§ **WORK REQUIRED**:
Every record here needs to be written out again exactly.
* begin RAW DATA *
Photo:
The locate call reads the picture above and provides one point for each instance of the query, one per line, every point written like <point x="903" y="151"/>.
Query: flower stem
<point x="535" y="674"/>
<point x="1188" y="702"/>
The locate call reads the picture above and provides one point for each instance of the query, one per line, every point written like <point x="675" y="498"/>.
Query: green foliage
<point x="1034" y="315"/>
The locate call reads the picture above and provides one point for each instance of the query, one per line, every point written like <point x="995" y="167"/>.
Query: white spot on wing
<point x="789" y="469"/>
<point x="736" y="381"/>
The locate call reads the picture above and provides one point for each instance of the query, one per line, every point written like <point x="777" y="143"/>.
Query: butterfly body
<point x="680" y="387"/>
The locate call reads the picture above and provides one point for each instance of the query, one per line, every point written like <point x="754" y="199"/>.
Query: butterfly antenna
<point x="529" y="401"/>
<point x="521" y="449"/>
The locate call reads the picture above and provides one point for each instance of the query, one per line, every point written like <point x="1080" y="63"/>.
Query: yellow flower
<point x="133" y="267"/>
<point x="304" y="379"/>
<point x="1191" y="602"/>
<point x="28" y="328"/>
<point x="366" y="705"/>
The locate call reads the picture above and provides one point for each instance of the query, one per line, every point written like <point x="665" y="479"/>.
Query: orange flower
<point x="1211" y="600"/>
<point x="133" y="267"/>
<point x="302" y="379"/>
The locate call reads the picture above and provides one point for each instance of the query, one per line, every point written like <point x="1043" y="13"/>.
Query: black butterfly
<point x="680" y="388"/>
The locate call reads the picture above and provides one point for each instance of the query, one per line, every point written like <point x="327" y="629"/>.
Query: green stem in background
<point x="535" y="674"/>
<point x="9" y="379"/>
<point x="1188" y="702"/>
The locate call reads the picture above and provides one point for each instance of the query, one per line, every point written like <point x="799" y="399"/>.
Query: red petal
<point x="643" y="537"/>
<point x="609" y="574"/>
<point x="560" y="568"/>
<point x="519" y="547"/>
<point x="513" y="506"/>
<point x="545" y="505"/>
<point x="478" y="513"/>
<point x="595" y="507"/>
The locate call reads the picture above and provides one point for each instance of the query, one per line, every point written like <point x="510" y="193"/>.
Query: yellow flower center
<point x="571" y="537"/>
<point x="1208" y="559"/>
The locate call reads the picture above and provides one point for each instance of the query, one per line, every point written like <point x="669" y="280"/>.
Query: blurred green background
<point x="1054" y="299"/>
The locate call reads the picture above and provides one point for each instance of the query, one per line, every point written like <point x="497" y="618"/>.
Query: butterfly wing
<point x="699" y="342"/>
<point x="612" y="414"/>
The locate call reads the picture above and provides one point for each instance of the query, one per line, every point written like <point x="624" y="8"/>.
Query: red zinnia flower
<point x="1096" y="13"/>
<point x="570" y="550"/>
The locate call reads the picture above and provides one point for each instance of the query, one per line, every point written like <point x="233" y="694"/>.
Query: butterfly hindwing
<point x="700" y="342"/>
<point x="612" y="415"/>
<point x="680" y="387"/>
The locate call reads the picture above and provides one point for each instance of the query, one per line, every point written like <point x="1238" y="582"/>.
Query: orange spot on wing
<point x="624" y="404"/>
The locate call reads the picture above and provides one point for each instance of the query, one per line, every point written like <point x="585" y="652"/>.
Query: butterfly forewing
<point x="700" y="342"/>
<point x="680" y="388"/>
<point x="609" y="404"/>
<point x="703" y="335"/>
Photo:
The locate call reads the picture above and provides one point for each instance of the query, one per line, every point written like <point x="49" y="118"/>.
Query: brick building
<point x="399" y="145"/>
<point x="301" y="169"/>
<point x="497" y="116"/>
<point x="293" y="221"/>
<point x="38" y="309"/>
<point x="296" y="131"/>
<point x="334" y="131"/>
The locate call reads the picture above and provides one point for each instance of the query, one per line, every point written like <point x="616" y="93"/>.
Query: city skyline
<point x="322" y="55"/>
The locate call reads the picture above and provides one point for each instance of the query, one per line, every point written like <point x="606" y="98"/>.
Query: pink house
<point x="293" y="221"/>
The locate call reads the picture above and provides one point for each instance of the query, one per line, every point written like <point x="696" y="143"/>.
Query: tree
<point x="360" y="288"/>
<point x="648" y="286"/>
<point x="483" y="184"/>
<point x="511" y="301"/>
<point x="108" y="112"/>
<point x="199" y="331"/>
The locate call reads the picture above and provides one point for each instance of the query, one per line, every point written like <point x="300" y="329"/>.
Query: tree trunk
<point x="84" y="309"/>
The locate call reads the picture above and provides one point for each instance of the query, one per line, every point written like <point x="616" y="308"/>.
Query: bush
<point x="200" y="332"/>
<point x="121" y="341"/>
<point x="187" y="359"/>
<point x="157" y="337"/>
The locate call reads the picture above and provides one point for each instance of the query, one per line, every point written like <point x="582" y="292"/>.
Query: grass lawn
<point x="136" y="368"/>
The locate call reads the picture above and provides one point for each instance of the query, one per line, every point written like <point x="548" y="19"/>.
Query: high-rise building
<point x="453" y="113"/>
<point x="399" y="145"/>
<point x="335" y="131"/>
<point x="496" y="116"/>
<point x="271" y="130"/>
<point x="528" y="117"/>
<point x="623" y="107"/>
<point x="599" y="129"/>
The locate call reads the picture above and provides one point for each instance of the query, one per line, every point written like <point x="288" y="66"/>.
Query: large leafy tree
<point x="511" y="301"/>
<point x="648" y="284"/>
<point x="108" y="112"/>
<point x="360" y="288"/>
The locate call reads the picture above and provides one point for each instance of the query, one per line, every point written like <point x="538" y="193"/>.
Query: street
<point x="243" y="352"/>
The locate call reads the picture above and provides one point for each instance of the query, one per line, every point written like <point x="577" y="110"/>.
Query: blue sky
* end RAW DATA *
§ **TASK SOLUTION**:
Photo:
The locate call reads the picture above and provides one point for each instance of the query, one per line, every point written like <point x="903" y="151"/>.
Query: flower stem
<point x="535" y="674"/>
<point x="1188" y="702"/>
The locate call reads the picture above and provides one point for each instance of the query, one per line, every point written like <point x="675" y="498"/>.
Query: green foliage
<point x="1034" y="315"/>
The locate call reads the picture above and provides one point for each instance of the query, one per line, every point written like <point x="995" y="167"/>.
Query: white spot on wing
<point x="789" y="469"/>
<point x="736" y="381"/>
The locate call reads the picture above and provides one point for each instance of the query, one per line, every point written like <point x="777" y="143"/>.
Query: butterfly body
<point x="680" y="387"/>
The locate call reads the picture above and provides one point for each instance of the query, one per line, every point written like <point x="754" y="199"/>.
Query: butterfly antenna
<point x="529" y="401"/>
<point x="521" y="449"/>
The locate call reads the picture above and provides one point for each instance of the query, one per line, every point written like <point x="1080" y="63"/>.
Query: yellow flower
<point x="133" y="267"/>
<point x="304" y="379"/>
<point x="1191" y="602"/>
<point x="28" y="328"/>
<point x="366" y="705"/>
The locate call reads the picture above and provides one point for each instance of the query, one per line, every point written like <point x="665" y="479"/>.
Query: orange flower
<point x="1211" y="600"/>
<point x="133" y="267"/>
<point x="302" y="379"/>
The locate call reads the picture above and provides one point for each instance of the query, one per line, every point written like <point x="1043" y="13"/>.
Query: black butterfly
<point x="680" y="388"/>
The locate call reads the picture above and provides one point for each instance of the query, one per line, every point written like <point x="327" y="629"/>.
Query: green stem in background
<point x="535" y="674"/>
<point x="9" y="379"/>
<point x="1188" y="702"/>
The locate call reads the picture above and provides one point for each instance of the query, one per line, every point written like <point x="799" y="399"/>.
Query: red petal
<point x="643" y="537"/>
<point x="609" y="574"/>
<point x="560" y="568"/>
<point x="519" y="547"/>
<point x="513" y="506"/>
<point x="545" y="505"/>
<point x="478" y="513"/>
<point x="595" y="507"/>
The locate call reads the picture above and provides one point for each instance of the query, one per line, every point written like <point x="510" y="193"/>.
Query: yellow flower center
<point x="571" y="537"/>
<point x="1208" y="559"/>
The locate call reads the picture above and provides one point for each instance of the query, one per line, every point written like <point x="669" y="280"/>.
Query: blurred green background
<point x="1054" y="299"/>
The locate call reads the picture above and provides one point for each instance of the query, one per line, every point written like <point x="497" y="618"/>.
Query: butterfly wing
<point x="699" y="342"/>
<point x="612" y="414"/>
The locate call reads the picture above and provides one point for each instance of the query, one per line, every point written like <point x="624" y="8"/>.
Query: red zinnia flower
<point x="1096" y="13"/>
<point x="570" y="550"/>
The locate call reads the picture above and provides one point for each instance of the query, one per line, every point written like <point x="233" y="694"/>.
Query: butterfly hindwing
<point x="700" y="342"/>
<point x="612" y="415"/>
<point x="680" y="387"/>
The locate call reads the picture above and provides one point for each instance of the query, one per line, every point written like <point x="1238" y="582"/>.
Query: orange spot on wing
<point x="624" y="404"/>
The locate call reads the picture above and provides one point for each instance of the query, one per line, every point written like <point x="585" y="652"/>.
Query: butterfly forewing
<point x="700" y="342"/>
<point x="680" y="388"/>
<point x="609" y="404"/>
<point x="703" y="335"/>
Photo:
The locate call reads the picture above and provides one point for each instance of the query, one per line, every point written like <point x="49" y="118"/>.
Query: brick building
<point x="399" y="145"/>
<point x="301" y="169"/>
<point x="497" y="116"/>
<point x="293" y="221"/>
<point x="38" y="309"/>
<point x="296" y="131"/>
<point x="334" y="131"/>
The locate call reads the picture above and provides one point for each instance of the query, one per line, every point written like <point x="616" y="93"/>.
Query: city skyline
<point x="322" y="55"/>
The locate call reads the picture above and provides one point for each instance of the query, one per line, every point written like <point x="606" y="98"/>.
Query: pink house
<point x="293" y="221"/>
The locate call reads the picture above and provides one point for each instance of the query, one per line, every point written like <point x="696" y="143"/>.
Query: tree
<point x="360" y="288"/>
<point x="648" y="286"/>
<point x="483" y="184"/>
<point x="511" y="301"/>
<point x="108" y="112"/>
<point x="199" y="331"/>
The locate call reads the picture above and provides one point for each instance of the query, one per line, every point written like <point x="300" y="329"/>.
Query: tree trunk
<point x="84" y="309"/>
The locate call reads the picture above and provides one point for each instance of the query, one per line, every point written like <point x="616" y="308"/>.
Query: bush
<point x="200" y="332"/>
<point x="121" y="341"/>
<point x="187" y="359"/>
<point x="157" y="337"/>
The locate call reads the picture above and provides one point for each instance of the query, one per line, every point written like <point x="582" y="292"/>.
Query: grass lawn
<point x="136" y="368"/>
The locate call reads the picture above and provides one point for each instance of the query, one per line, every point written like <point x="548" y="19"/>.
Query: high-rise building
<point x="453" y="113"/>
<point x="399" y="145"/>
<point x="335" y="131"/>
<point x="496" y="116"/>
<point x="271" y="130"/>
<point x="528" y="117"/>
<point x="623" y="107"/>
<point x="599" y="129"/>
The locate call reads the picture above and provides one point for each instance of the query, one per line, every point written like <point x="288" y="66"/>.
Query: large leafy tree
<point x="511" y="301"/>
<point x="648" y="284"/>
<point x="108" y="112"/>
<point x="360" y="288"/>
The locate call reads the picture above and provides one point for each instance of the query, one per line, every point written like <point x="538" y="193"/>.
Query: street
<point x="243" y="352"/>
The locate call reads the picture above and provides one point for each instance of the query, one per line, every point written like <point x="577" y="110"/>.
Query: blue sky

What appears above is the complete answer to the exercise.